##### SUPPLIED RECORDS

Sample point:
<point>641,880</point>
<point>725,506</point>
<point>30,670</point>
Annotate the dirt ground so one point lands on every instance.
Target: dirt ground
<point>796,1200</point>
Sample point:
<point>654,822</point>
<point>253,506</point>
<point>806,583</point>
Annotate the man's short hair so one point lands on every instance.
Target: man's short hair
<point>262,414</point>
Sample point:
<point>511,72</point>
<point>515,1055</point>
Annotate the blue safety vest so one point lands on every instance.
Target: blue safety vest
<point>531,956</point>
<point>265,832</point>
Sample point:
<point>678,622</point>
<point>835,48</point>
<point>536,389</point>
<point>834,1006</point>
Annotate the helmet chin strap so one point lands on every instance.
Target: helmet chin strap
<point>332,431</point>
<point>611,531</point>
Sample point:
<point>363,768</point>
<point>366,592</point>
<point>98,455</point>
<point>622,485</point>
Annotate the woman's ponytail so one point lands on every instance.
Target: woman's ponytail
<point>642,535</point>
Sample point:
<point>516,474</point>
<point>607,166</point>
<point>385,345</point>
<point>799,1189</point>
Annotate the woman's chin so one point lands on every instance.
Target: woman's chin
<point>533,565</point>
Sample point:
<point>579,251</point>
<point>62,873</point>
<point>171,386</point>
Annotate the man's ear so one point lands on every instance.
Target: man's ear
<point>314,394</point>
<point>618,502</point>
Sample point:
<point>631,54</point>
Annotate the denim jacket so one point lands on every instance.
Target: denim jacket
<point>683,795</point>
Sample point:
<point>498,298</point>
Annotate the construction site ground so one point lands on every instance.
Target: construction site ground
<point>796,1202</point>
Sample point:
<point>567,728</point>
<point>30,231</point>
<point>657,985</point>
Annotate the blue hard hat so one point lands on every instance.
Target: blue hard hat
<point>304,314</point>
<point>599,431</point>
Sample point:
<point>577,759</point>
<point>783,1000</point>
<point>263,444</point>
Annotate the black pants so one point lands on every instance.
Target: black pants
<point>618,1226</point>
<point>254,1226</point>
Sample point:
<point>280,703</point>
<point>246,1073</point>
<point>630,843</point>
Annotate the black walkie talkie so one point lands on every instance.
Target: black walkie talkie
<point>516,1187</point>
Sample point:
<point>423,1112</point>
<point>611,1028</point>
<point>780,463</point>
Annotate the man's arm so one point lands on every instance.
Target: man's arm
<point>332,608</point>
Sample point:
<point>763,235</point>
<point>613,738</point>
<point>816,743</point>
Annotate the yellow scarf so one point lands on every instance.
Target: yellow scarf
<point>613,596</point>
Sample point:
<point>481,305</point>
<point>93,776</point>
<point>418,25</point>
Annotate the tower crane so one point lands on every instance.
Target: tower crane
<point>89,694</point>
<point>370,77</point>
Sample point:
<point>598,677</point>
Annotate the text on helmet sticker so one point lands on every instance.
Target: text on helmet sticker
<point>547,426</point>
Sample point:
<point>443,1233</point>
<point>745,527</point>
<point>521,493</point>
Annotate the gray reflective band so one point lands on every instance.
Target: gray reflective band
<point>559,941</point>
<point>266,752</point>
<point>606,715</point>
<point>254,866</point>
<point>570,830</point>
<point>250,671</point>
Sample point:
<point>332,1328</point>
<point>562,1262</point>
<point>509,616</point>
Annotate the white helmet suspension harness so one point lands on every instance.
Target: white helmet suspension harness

##########

* _WRITTEN EXERCISE_
Could you give the records from their first line up to and including the line with "<point>796,1202</point>" as a Markdown table with the columns No. and Text, numbering each row and leaving out blank lines?

* _SOLUTION FOR THIS TASK_
| No. | Text |
|---|---|
| 1 | Sample point: |
| 2 | <point>641,880</point> |
| 3 | <point>725,506</point> |
| 4 | <point>30,670</point> |
| 5 | Annotate the dirt ground so one point lands on every instance. |
| 6 | Target: dirt ground |
| 7 | <point>796,1200</point> |
| 8 | Sample point: |
| 9 | <point>654,822</point> |
| 10 | <point>253,506</point> |
| 11 | <point>806,583</point> |
| 12 | Annotate the man's short hair so one point lands on every instance. |
| 13 | Target: man's short hair |
| 14 | <point>262,414</point> |
| 15 | Sample point: |
| 16 | <point>511,72</point> |
| 17 | <point>515,1055</point> |
| 18 | Annotate the blue safety vest so one point lands on every instance. |
| 19 | Target: blue safety vest |
| 20 | <point>531,956</point> |
| 21 | <point>265,832</point> |
| 22 | Sample point: |
| 23 | <point>678,622</point> |
| 24 | <point>835,48</point> |
| 25 | <point>536,389</point> |
| 26 | <point>834,1006</point> |
| 27 | Annotate the helmet chin strap so one point lands on every instance. |
| 28 | Target: helmet chin strap |
| 29 | <point>332,431</point> |
| 30 | <point>611,531</point> |
| 31 | Sample point: |
| 32 | <point>363,768</point> |
| 33 | <point>366,592</point> |
| 34 | <point>98,455</point> |
| 35 | <point>622,485</point> |
| 36 | Annotate the woman's ponytail so one point lands on every instance. |
| 37 | Target: woman's ponytail |
| 38 | <point>642,535</point> |
| 39 | Sample point: |
| 40 | <point>516,474</point> |
| 41 | <point>607,166</point> |
| 42 | <point>385,345</point> |
| 43 | <point>799,1189</point> |
| 44 | Annotate the woman's chin so one point lands on every instance. |
| 45 | Target: woman's chin |
| 46 | <point>533,565</point> |
| 47 | Sample point: |
| 48 | <point>579,251</point> |
| 49 | <point>62,873</point> |
| 50 | <point>171,386</point> |
| 51 | Annotate the man's ear so one point lands on every instance. |
| 52 | Target: man's ear |
| 53 | <point>314,394</point> |
| 54 | <point>618,502</point> |
| 55 | Sample point: |
| 56 | <point>631,54</point> |
| 57 | Annotate the denim jacket so one point lands on every instance. |
| 58 | Target: denim jacket |
| 59 | <point>683,795</point> |
| 60 | Sample point: |
| 61 | <point>498,298</point> |
| 62 | Annotate the construction site ground so one point lands on every instance. |
| 63 | Target: construction site ground |
| 64 | <point>796,1202</point> |